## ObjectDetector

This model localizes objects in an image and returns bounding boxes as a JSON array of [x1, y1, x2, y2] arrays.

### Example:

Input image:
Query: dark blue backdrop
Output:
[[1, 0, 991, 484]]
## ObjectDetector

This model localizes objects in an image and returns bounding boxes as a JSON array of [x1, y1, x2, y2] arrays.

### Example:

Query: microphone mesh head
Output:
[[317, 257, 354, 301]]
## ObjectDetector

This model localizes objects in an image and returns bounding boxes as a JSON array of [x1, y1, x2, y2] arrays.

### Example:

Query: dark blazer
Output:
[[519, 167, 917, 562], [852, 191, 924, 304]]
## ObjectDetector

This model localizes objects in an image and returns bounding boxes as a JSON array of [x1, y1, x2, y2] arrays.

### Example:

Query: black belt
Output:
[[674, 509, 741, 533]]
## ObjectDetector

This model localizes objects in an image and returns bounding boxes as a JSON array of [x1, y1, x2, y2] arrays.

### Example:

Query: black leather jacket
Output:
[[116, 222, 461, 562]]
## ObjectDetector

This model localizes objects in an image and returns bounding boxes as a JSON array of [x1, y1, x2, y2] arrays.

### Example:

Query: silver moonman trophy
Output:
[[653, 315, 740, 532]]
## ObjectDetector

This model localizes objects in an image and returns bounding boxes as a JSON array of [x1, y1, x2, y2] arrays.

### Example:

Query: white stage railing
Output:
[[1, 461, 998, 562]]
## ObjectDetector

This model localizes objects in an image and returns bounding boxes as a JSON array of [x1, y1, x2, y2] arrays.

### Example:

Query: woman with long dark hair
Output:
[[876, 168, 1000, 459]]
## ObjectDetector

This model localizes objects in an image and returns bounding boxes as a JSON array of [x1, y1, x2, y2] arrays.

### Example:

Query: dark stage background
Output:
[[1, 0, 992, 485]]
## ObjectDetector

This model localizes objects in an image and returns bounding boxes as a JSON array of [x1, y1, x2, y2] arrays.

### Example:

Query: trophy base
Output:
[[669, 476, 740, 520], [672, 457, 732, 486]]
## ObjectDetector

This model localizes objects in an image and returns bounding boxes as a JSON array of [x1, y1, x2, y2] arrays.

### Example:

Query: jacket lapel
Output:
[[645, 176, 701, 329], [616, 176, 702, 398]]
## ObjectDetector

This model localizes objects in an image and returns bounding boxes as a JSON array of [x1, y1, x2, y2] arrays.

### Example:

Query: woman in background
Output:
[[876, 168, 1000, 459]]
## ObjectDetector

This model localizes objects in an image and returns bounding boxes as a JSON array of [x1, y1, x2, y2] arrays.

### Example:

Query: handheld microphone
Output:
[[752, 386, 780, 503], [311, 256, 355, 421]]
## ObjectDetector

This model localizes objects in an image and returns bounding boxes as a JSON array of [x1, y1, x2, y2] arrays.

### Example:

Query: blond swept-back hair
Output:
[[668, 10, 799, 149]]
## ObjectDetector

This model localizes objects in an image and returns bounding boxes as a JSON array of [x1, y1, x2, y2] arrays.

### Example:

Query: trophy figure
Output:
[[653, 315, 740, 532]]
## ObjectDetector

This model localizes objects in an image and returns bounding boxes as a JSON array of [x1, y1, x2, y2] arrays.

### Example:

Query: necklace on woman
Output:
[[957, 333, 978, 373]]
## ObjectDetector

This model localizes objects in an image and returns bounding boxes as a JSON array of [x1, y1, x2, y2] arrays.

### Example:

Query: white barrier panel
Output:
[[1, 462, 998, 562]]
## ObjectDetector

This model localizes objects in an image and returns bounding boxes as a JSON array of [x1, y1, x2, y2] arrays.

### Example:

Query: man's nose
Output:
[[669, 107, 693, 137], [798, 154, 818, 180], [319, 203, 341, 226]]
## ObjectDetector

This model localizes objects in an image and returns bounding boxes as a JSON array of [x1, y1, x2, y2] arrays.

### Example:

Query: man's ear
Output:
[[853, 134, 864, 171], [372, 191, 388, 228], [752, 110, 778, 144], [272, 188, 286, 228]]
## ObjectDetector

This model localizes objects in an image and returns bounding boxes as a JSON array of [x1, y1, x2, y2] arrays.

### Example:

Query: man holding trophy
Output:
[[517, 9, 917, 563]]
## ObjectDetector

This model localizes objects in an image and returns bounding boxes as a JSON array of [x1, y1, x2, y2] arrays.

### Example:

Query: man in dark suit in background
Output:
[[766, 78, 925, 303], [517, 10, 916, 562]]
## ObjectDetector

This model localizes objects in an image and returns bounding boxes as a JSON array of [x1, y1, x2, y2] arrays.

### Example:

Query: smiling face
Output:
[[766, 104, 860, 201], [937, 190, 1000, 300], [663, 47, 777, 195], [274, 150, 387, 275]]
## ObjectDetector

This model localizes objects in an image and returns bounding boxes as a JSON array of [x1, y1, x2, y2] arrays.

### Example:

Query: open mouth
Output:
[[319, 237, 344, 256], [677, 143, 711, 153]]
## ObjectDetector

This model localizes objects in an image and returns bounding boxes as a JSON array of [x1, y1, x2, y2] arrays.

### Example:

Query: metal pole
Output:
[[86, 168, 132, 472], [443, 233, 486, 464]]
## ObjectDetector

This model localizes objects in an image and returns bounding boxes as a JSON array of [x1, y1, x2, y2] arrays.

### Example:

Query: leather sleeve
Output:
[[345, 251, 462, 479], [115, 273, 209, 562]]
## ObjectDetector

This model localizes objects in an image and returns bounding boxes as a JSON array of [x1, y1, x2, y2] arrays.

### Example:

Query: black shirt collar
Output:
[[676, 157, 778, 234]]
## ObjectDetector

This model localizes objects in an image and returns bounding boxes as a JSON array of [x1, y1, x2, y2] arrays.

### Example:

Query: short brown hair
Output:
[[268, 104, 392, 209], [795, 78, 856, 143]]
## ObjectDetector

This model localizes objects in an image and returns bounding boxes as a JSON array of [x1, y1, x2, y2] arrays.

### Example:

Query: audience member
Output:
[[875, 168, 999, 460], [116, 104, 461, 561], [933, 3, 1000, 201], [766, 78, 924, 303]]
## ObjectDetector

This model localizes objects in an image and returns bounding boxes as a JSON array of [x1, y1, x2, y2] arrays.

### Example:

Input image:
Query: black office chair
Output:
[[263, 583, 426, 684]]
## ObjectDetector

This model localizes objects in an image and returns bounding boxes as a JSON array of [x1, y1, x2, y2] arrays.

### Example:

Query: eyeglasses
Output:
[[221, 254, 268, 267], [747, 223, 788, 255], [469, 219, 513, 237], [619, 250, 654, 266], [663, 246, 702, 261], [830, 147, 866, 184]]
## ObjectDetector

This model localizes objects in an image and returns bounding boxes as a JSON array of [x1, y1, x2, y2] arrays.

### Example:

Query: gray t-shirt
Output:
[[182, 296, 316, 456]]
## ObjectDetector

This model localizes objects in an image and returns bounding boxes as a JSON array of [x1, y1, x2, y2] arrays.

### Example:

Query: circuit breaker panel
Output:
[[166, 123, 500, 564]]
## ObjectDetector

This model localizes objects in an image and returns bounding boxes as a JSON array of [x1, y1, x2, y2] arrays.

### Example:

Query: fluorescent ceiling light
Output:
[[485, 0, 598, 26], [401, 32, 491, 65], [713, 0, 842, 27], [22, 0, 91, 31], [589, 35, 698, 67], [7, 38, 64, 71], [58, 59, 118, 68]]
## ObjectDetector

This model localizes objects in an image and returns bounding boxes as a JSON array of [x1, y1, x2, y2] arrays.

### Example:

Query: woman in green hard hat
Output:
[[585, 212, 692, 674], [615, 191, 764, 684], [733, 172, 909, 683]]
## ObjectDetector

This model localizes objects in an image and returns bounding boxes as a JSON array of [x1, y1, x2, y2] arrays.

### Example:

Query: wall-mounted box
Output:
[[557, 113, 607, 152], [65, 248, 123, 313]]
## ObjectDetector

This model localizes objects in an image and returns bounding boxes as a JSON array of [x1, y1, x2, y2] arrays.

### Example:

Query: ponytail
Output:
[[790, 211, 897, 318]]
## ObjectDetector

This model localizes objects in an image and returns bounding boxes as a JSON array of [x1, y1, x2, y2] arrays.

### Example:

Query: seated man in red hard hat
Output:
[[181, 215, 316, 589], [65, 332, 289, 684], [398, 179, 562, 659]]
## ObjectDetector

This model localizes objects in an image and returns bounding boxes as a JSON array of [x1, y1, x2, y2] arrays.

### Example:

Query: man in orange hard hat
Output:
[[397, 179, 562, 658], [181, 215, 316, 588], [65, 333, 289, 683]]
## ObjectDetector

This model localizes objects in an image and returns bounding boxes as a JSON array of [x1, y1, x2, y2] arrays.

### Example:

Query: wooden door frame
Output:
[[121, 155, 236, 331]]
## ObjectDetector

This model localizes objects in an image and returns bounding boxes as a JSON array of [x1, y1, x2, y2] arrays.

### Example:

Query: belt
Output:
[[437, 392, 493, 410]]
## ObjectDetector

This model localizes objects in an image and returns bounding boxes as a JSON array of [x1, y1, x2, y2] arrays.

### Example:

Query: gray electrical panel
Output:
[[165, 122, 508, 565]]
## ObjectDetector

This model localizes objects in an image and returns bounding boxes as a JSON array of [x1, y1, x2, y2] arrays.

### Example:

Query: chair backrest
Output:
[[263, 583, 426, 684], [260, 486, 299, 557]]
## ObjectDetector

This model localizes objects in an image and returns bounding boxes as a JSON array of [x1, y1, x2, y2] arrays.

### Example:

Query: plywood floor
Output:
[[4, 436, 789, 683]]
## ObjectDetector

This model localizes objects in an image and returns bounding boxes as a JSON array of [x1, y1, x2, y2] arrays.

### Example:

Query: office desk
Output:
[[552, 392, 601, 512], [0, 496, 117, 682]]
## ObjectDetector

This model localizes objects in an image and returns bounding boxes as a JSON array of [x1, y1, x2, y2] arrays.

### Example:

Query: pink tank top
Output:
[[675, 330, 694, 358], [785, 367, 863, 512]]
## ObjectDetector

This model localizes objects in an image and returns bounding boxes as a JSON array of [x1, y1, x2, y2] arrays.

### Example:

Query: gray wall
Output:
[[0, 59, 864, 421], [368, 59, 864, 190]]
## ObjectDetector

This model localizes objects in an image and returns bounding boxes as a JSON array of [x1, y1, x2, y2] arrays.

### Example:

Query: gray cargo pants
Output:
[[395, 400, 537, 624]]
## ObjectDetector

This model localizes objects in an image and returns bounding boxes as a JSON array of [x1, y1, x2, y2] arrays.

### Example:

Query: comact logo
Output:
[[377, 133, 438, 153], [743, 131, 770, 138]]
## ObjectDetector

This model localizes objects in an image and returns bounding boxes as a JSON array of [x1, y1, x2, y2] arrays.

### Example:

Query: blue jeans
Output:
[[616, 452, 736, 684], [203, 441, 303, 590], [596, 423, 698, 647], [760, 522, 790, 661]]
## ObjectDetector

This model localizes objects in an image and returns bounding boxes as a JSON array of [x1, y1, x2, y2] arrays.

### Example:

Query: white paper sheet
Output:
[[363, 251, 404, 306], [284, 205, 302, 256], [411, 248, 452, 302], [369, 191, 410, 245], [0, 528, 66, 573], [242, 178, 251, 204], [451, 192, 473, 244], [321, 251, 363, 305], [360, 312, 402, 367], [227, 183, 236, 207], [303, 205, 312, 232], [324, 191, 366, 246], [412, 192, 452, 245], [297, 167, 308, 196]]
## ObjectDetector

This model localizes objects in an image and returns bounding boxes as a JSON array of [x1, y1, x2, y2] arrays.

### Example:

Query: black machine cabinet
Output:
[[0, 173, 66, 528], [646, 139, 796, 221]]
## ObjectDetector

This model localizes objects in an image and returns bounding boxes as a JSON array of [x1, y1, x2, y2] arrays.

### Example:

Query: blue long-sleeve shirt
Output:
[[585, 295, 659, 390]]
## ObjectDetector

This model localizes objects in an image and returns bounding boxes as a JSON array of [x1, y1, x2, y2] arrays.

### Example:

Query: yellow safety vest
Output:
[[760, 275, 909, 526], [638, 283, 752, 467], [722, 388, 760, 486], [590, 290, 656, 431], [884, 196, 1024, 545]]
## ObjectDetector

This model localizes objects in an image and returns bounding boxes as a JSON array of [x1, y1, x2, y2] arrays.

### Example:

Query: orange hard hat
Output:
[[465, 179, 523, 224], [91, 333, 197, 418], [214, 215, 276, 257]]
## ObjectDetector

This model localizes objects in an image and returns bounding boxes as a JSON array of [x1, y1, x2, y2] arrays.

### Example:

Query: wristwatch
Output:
━━━━━━━━━━━━━━━━━━━━
-- What you should do --
Single out each line of the records above with the string "blue" in it, and copy it.

-- Written answer --
Query: dark blue backdrop
Query: blue jeans
Query: blue long-sleeve shirt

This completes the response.